Source excerpt →
Painter · Dutch · 1606 – 1669

Baroque / Dutch Golden Age

The Face in the Mirror, Aging

No artist ever scrutinized himself as relentlessly as Rembrandt van Rijn. Over four decades, he painted, etched, and drew nearly a hundred self-portraits -- more than any major artist before or since. The early ones show a young man playing dress-up: velvet berets, gold chains, theatrical expressions borrowed from the actors he sketched in Amsterdam's theaters. The late ones show something far more unsettling: an old man looking at the ruin of his own face with a tenderness that amounts to forgiveness.

He was born in Leiden in 1606, the son of a miller. By his mid-twenties he was the most sought-after painter in Amsterdam, commanding enormous fees for portraits that brought his sitters to life with a psychological depth no Dutch painter had achieved. The Anatomy Lesson of Dr. Nicolaes Tulp, painted when Rembrandt was just twenty-six, turned a routine group portrait into a drama of mortality and curiosity: seven surgeons gathered around a cadaver, each face registering a different shade of fascination and unease.

Success brought wealth, a grand house on the Sint Anthonisbreestraat, a cabinet of curiosities filled with shells, weapons, antique busts, and Japanese paper. It also brought Saskia van Uylenburgh, his wife, whom he painted with frank adoration -- as Flora, as herself, as a bride glowing with happiness. She died in 1642, at twenty-nine, leaving him with an infant son, Titus.

What followed was a long, slow catastrophe. Rembrandt spent extravagantly and earned less as his style grew darker, rougher, and more unfashionable. He took a common-law wife, Hendrickje Stoffels, who was censured by the church for living in sin with him. He declared insolvency in 1656 and lost the grand house, the collection, nearly everything.

Raw data →
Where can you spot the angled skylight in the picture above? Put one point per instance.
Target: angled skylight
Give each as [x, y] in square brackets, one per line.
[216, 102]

Written request 1 → Condense the paragraph of the Rembrandt excerpt that begins "Success brought wealth" into a short bulleted list that keeps its main facts.
Written request 2 → Print everything in the Rembrandt excerpt from "Success brought wealth, a" down to "infant son, Titus.", word for word.

Exercise response 1 →
- Success gave Rembrandt wealth and a grand house on the Sint Anthonisbreestraat.
- He filled a cabinet of curiosities with shells, weapons, antique busts, and Japanese paper.
- He married Saskia van Uylenburgh and painted her adoringly: as Flora, as herself, and as a happy bride.
- Saskia died in 1642 at twenty-nine, leaving him with an infant son, Titus.

Exercise response 2 →
Success brought wealth, a grand house on the Sint Anthonisbreestraat, a cabinet of curiosities filled with shells, weapons, antique busts, and Japanese paper. It also brought Saskia van Uylenburgh, his wife, whom he painted with frank adoration -- as Flora, as herself, as a bride glowing with happiness. She died in 1642, at twenty-nine, leaving him with an infant son, Titus.